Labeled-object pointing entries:
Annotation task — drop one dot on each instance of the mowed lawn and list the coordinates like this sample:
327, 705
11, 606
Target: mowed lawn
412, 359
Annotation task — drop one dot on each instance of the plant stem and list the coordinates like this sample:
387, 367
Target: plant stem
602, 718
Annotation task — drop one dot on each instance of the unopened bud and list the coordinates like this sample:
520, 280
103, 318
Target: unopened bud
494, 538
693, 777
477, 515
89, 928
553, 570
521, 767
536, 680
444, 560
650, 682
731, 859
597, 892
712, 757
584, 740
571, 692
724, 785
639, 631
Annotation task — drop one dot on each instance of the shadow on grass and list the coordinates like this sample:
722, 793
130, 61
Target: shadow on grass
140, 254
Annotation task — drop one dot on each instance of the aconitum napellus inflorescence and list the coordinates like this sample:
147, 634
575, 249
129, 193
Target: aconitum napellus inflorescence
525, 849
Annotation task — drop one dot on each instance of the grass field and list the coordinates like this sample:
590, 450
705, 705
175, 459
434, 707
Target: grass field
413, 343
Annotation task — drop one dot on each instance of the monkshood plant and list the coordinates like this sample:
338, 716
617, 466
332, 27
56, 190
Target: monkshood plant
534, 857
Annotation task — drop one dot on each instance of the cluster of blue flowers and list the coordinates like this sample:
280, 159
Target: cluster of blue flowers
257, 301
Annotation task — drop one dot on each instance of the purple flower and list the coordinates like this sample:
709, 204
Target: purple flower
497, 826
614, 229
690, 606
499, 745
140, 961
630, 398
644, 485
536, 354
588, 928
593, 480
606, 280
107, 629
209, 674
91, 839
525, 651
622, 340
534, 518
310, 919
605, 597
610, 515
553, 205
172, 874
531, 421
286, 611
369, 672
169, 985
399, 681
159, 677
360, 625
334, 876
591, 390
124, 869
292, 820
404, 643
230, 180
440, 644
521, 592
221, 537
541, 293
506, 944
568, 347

= What to do =
Rewrite all of the records with every "drop one dot" switched to "place one point", keeping everything else the same.

= Answer for the task =
Annotation task — place one point on each instance of the mowed lawn and list the coordinates like this sample:
327, 705
11, 606
Target: mowed lawn
412, 359
Annotation task — place one point on each instance of the plant stem and list the coordinates like this sample:
387, 367
Target: plant stem
602, 718
Annotation task — place one point on each instance of the unopened bud and list the coordinates like this sample:
520, 280
103, 318
Target: unopened bud
494, 538
693, 777
477, 515
89, 928
553, 570
521, 767
536, 680
444, 560
650, 682
731, 859
597, 892
712, 757
584, 740
571, 692
724, 785
639, 631
Annotation task — place one point on each instance of the shadow on grass and list the coordinates like this sample:
722, 793
130, 61
Target: shadow on grass
140, 254
Annotation task — place one point on each instance of the aconitum napellus inflorescence and list the coordinates like this sample:
147, 634
575, 249
129, 193
Target: aconitum napellus inflorescence
525, 849
Annotation task — place one point on each instance of the grass field and list the coordinates like this sample:
590, 450
705, 705
175, 459
434, 707
Target: grass field
413, 343
Annotation task — place one point on each instance of the monkshood plant and list the coordinates like this sample:
338, 716
617, 466
332, 27
56, 190
Target: monkshood plant
534, 857
Annotation task — place one point on each instance of the cluster of blue flowers and list the coordinates like this sample:
280, 159
Target: cluster of blue flowers
257, 301
Annotation task — place one point on each instance of the purple flower and list the coordinates like this sample:
709, 204
Target: purple flower
497, 826
614, 229
690, 606
499, 745
140, 961
630, 398
644, 485
536, 354
588, 928
593, 480
606, 280
107, 629
209, 674
91, 839
525, 651
622, 340
534, 518
310, 919
605, 597
610, 515
553, 205
172, 874
531, 421
286, 611
369, 672
169, 985
399, 681
159, 677
360, 625
334, 876
591, 390
124, 869
292, 820
404, 643
230, 180
440, 644
521, 592
221, 537
541, 293
506, 944
568, 347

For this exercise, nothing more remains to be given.